▸ **Exercise goal**
Leaving out every picture, quote the data below exactly as it appears.
------------------------------------------------------------------------
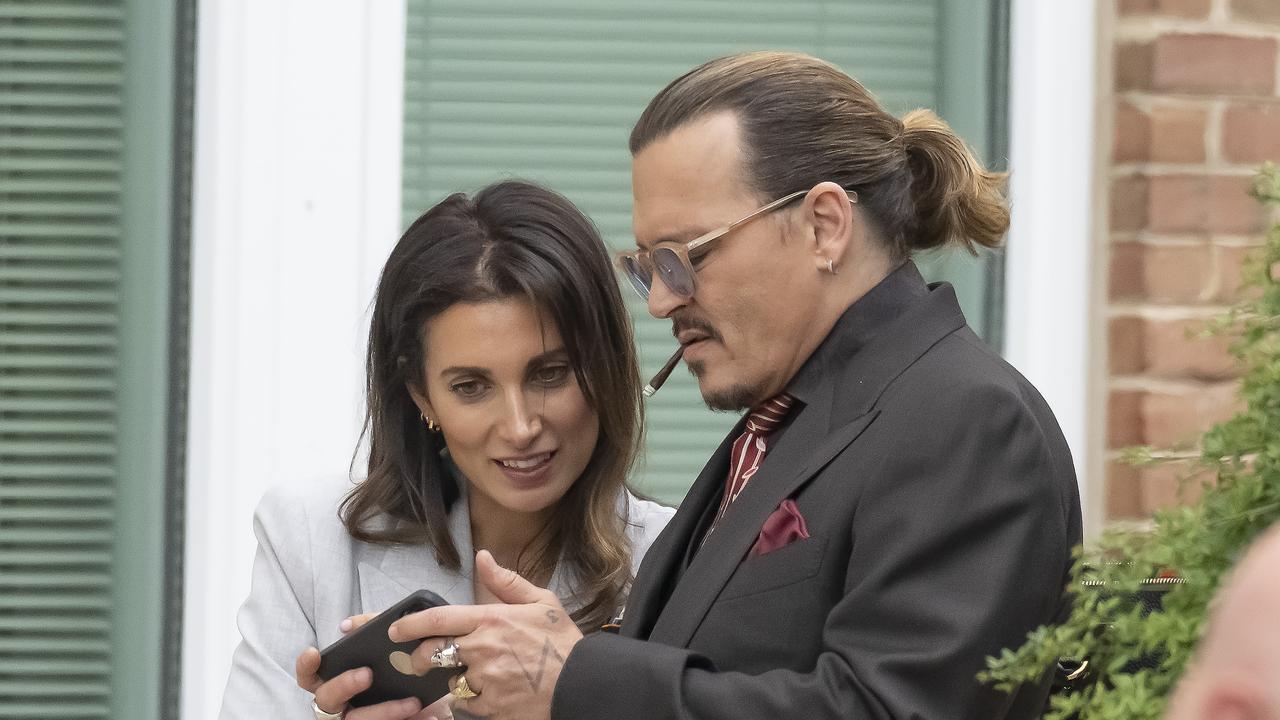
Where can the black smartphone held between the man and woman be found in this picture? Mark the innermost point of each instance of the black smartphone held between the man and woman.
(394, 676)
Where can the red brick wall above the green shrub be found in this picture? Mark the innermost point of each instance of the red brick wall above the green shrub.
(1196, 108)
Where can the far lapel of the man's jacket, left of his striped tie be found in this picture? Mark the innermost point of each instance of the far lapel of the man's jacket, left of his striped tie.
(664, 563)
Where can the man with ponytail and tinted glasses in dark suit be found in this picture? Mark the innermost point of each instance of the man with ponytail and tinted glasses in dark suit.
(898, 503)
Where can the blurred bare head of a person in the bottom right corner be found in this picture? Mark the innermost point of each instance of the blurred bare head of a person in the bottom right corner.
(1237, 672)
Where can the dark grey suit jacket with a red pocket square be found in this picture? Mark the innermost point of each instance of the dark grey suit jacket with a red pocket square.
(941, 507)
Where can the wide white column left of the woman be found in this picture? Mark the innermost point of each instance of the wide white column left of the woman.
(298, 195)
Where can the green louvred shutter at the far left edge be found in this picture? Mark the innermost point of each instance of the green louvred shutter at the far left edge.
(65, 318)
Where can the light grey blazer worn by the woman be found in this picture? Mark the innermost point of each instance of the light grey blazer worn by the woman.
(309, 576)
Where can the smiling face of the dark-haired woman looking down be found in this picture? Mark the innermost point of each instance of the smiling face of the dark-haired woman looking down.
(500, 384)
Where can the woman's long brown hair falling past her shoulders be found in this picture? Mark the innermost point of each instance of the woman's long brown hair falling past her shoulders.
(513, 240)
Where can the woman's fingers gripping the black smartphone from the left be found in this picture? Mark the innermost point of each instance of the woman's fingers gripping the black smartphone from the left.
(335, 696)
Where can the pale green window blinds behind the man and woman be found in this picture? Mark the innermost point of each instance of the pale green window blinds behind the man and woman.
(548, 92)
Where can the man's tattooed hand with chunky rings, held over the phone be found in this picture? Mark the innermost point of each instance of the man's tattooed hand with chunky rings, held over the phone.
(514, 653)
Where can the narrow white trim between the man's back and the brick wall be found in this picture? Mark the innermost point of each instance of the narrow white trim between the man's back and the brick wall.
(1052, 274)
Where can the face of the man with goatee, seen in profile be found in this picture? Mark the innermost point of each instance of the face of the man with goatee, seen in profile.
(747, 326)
------------------------------------------------------------------------
▸ **Solution to this task**
Where can the black smartphone held between the man and woman be found in this picture? Mark the innermost point of each instance of the black smartphone held between the man and woman.
(394, 676)
Where can the red brick wall above the green shrub be found in this picture? Mark the innermost point of each instance of the red brick wall above the green shrub.
(1196, 108)
Where can the far lapel of the man's jacket, left of his striped tie be found in this picture? Mark the innermost point of each instance of the far lapel of the man's jacket, left of his striped tie.
(664, 563)
Where can the man with ponytail and tinted glasses in dark suit be found in this picture? Mark the innermost point of each instance of the man with ponytail and tinted glasses in dark suit.
(898, 503)
Where can the blurred bare head of a person in the bottom right corner be found in this picture? Mark the innermost point of each instance of the blurred bare head of a person in the bottom right corner.
(1237, 672)
Where can the dark grey suit jacket with a red pocket square be found in this picture? Mark the innermost point of each instance of the dark grey suit jacket with a red pocket square.
(941, 507)
Where can the wide white column left of the woman be found in this picture? Mark the innermost point of each instance of the wide white column left of the woman.
(298, 195)
Where can the green louvred shutter at the far left edge be found in this picture? Mark the innermost point of each instance of the green louvred shutter at the far left edge.
(65, 318)
Where can the light grey blazer worn by the woman be found in this picture? Mark the innermost point of each instance of the light grey blazer worn by the woman.
(309, 576)
Where can the smiling face of the dark-haired woman looking down be found in this picture? Mark the innermost point of each instance of the smiling face of the dark-haired woman looking down.
(500, 384)
Where can the woman's long brown hair falling past her shoulders be found in this picture? Mark the innermost point of each instance of the woman's long brown hair falling past her shoulders.
(513, 240)
Where can the woman's fingers gripping the black smartphone from the left be found in this picture? Mark the innermost point of each instance of the woman's fingers gripping the black smartphone from the left.
(335, 696)
Where can the pale green window blinds behind the man and woman be found in this picture? Mark the innermost point of each instance of the pale green window blinds behind the man and woman.
(548, 92)
Where can the man's tattooed hand with chunky rings, held over the phone be found in this picture? Mark the innermost point of each instance of the man's tattooed hand with chunky rings, held over the phone.
(514, 653)
Where can the narrow white trim between the man's back and the brick wall be found in this picture? Mark the innermost point of each instance of the narrow white trim between the man's back and the brick wall.
(1052, 274)
Where can the face of the man with goatee, seen in profile be found in this picture? Mark the innermost point of each instance of the face of the man with goatee, seen in profile.
(747, 326)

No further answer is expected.